▶ _Stated goal_
Show every line from the listing below that has the word "silhouette" in it, copied in full.

* begin *

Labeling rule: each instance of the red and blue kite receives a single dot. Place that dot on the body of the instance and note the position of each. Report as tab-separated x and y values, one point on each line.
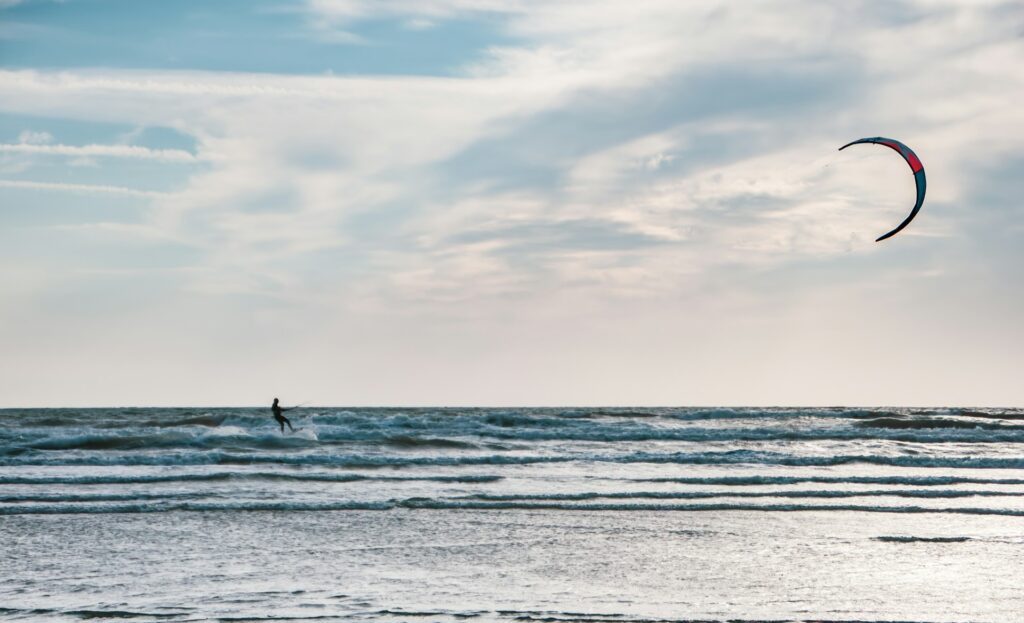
915	166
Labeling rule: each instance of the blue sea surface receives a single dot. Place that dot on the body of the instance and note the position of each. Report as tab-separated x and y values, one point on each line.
512	514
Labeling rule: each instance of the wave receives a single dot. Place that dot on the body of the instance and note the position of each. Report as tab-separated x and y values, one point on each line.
899	539
919	423
100	497
230	475
236	438
732	457
442	504
697	495
918	481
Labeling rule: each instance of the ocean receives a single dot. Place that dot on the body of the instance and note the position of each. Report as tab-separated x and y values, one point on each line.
603	515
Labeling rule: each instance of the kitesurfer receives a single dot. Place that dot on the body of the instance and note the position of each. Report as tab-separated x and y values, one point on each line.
276	410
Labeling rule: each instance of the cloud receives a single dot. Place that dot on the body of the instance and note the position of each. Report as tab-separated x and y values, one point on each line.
35	138
77	188
105	151
605	162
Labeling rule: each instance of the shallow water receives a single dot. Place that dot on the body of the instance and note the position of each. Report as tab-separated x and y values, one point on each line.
513	514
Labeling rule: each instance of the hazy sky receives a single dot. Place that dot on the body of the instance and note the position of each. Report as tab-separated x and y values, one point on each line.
482	202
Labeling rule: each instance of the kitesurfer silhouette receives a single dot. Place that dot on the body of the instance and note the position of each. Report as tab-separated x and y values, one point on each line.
276	410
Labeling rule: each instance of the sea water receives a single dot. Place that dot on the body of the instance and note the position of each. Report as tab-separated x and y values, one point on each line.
512	514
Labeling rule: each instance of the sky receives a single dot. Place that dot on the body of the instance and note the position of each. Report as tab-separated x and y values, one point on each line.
509	203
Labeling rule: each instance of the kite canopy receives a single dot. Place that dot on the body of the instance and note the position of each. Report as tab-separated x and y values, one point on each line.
915	166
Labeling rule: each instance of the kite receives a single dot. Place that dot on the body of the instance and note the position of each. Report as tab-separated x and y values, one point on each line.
915	166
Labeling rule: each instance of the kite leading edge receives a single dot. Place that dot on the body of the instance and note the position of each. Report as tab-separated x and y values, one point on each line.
915	166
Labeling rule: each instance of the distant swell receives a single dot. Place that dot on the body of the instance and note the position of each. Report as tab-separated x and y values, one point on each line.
925	423
734	457
697	495
269	475
434	504
923	539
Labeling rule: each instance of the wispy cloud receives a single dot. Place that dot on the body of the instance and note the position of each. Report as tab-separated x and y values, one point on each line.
599	159
77	188
105	151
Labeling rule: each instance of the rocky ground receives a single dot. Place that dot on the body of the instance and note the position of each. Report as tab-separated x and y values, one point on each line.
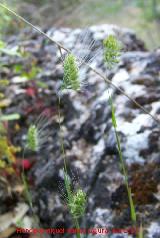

* end *

▶ _Solution for this exercise_
Labeling rule: each instance of the kitesurfer silhouette receives a single dot. Place that dot on the body of the instance and note the position of each. Report as tab-separated x and y values, one point on each line.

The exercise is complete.